**CHALLENGE:** Copy verbatim every line of the data below, from the line containing "strip on life" through the end of the data, inclusive.

..............................

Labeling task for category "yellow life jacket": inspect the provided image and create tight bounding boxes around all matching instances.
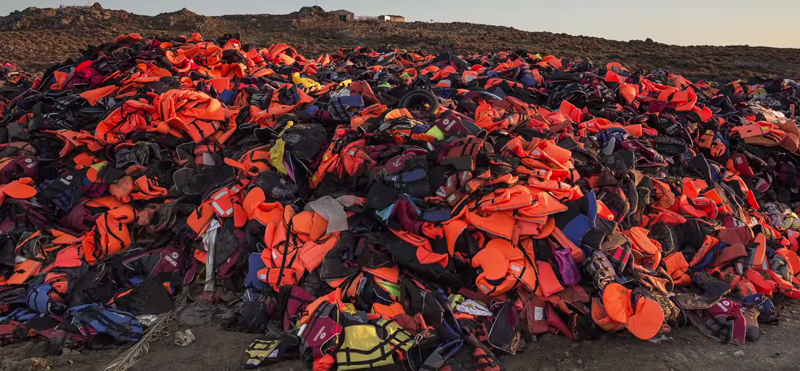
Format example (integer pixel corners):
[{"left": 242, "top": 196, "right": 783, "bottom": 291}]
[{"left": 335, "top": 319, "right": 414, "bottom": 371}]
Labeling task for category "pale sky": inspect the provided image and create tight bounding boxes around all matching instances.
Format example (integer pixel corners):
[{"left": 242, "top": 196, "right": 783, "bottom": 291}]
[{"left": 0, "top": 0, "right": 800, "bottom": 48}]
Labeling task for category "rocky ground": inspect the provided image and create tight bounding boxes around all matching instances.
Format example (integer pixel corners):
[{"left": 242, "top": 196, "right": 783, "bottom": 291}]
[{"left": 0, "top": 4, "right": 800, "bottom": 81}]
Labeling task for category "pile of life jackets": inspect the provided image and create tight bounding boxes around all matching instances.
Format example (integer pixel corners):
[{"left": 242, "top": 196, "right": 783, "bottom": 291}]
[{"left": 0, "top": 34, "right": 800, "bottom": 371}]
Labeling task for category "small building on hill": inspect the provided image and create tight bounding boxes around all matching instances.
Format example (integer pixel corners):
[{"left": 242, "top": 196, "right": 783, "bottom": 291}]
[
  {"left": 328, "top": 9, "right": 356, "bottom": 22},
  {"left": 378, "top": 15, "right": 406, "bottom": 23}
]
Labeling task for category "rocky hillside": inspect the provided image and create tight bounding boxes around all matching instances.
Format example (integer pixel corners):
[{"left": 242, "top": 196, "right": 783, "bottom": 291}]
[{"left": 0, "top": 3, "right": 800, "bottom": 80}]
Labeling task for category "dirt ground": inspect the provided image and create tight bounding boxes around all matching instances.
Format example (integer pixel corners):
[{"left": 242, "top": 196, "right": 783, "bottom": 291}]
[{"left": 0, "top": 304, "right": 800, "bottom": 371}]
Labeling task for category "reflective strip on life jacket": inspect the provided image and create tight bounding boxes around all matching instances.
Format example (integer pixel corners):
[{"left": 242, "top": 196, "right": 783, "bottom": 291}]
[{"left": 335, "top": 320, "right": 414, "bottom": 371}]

..............................

**SOLUTION:**
Labeling task for category "reflective strip on life jacket": inspect the provided image and create tight bounding boxes around all matching instances.
Format example (integer pixel corners):
[{"left": 242, "top": 196, "right": 783, "bottom": 291}]
[{"left": 335, "top": 320, "right": 414, "bottom": 371}]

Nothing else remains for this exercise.